◆ Task directions: Pull out every line in the material below that contains the word "shoreline" and copy each one in full.

◆ Dataset content:

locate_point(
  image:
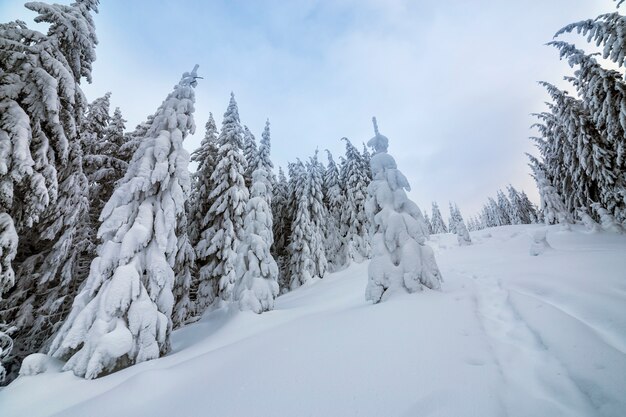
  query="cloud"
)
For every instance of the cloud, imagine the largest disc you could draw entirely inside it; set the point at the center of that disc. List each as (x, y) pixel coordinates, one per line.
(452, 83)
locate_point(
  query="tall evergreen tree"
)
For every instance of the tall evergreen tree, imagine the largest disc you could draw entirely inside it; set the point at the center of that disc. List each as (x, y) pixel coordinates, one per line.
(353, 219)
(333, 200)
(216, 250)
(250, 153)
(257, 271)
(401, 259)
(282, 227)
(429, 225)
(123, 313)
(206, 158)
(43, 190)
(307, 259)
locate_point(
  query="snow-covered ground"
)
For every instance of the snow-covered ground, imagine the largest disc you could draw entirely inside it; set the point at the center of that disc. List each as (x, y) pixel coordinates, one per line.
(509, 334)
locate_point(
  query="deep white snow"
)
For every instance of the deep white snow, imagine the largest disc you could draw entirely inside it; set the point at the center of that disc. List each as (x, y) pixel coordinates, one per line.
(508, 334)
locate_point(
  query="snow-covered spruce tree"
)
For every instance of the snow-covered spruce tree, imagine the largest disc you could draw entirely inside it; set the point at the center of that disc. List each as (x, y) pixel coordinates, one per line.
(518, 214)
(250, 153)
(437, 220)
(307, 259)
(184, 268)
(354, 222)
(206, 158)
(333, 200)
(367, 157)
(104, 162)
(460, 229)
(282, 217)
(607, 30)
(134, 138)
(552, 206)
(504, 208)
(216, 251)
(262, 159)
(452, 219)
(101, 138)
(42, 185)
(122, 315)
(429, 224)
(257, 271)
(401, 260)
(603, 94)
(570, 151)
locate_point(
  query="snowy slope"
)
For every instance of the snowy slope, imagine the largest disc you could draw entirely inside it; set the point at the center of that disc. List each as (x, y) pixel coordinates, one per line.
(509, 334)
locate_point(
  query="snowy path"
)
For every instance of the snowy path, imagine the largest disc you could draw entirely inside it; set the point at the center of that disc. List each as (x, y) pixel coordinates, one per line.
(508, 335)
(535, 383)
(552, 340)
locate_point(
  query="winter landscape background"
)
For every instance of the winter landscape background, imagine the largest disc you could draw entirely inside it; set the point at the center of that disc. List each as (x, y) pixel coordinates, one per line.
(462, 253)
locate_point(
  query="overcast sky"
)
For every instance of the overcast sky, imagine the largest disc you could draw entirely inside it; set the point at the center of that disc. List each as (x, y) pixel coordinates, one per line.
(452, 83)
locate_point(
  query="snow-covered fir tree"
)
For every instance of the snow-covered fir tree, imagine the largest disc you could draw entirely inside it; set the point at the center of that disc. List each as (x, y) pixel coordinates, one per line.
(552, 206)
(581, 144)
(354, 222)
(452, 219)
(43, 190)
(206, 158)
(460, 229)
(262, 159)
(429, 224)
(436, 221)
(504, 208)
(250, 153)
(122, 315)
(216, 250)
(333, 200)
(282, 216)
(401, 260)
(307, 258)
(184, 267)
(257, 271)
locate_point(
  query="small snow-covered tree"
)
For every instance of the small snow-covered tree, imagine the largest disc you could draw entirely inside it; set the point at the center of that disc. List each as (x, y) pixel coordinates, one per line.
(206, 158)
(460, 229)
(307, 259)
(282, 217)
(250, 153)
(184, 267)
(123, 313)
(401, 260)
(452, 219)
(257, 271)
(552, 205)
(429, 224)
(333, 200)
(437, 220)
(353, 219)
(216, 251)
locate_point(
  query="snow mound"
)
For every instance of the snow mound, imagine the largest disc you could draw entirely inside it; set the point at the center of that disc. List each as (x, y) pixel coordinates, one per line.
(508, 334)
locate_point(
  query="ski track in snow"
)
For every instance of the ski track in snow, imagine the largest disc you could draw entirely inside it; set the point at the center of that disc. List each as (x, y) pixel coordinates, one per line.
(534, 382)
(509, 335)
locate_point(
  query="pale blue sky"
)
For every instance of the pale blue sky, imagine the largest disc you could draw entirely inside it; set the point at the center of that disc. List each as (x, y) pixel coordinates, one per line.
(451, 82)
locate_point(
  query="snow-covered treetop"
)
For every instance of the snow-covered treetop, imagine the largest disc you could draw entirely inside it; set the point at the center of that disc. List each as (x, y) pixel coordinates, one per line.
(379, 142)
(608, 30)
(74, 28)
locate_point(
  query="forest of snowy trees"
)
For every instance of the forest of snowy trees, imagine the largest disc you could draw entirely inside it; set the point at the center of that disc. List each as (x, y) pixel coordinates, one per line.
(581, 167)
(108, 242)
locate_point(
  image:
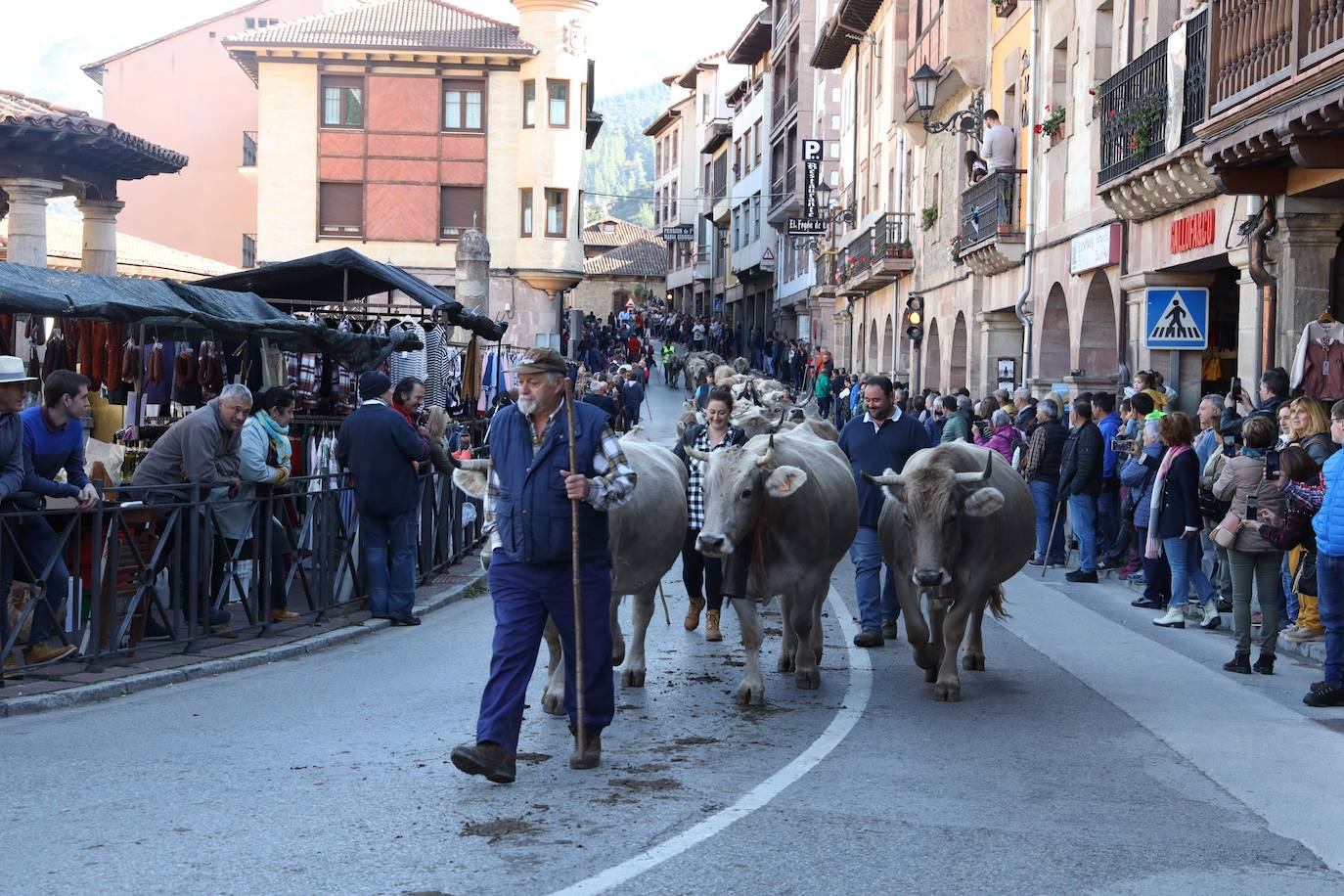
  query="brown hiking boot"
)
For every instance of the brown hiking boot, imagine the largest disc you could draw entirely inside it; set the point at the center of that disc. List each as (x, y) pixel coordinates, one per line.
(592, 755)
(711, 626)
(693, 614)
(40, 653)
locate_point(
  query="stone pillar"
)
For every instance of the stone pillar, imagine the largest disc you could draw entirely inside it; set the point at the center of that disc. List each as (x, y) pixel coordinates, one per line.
--
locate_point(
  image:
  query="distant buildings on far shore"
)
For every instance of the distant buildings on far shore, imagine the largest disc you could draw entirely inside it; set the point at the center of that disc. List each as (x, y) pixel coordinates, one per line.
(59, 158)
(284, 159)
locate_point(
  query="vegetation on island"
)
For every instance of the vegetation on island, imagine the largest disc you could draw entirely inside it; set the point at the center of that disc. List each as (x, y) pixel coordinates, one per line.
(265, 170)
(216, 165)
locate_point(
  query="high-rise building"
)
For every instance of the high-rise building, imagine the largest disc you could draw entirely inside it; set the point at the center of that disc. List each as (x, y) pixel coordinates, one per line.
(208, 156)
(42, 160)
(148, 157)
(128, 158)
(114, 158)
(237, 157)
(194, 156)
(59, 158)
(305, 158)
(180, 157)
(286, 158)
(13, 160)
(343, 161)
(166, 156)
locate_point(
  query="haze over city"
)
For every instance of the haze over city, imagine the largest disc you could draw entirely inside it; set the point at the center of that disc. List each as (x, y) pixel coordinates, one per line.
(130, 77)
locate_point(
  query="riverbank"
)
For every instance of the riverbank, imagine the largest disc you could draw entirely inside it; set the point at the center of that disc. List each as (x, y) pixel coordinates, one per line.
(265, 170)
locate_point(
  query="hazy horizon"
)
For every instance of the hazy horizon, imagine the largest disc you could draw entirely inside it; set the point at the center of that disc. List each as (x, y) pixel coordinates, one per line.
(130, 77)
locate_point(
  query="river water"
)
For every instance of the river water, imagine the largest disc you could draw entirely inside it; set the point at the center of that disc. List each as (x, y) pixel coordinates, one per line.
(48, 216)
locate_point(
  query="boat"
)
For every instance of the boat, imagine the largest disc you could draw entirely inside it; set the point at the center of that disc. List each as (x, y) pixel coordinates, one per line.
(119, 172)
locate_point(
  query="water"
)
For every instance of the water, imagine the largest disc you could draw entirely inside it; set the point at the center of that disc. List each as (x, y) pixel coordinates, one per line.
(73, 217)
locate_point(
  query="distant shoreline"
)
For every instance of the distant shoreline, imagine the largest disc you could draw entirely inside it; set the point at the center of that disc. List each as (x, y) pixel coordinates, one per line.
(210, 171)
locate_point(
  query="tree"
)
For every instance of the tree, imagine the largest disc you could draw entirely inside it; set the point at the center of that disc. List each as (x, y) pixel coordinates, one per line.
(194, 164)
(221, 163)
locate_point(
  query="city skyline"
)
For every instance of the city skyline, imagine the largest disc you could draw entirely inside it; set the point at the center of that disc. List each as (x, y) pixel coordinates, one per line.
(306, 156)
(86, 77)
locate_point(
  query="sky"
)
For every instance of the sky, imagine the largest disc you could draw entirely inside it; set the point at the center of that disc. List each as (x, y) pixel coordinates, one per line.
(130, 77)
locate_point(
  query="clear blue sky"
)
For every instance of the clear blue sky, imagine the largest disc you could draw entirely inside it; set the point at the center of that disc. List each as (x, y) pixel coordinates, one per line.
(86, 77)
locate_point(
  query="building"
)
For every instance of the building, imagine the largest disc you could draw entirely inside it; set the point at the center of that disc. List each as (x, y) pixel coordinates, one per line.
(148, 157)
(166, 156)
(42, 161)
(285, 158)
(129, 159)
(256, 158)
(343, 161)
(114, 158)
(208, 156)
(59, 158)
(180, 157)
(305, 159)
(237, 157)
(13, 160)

◆ The completed task:
  query="distant shoreline"
For every instance of the distant shoreline, imagine the largest disc you could draw entirely inside it; set the point at the center of that disc. List each as (x, y) pixel coordinates, one per line.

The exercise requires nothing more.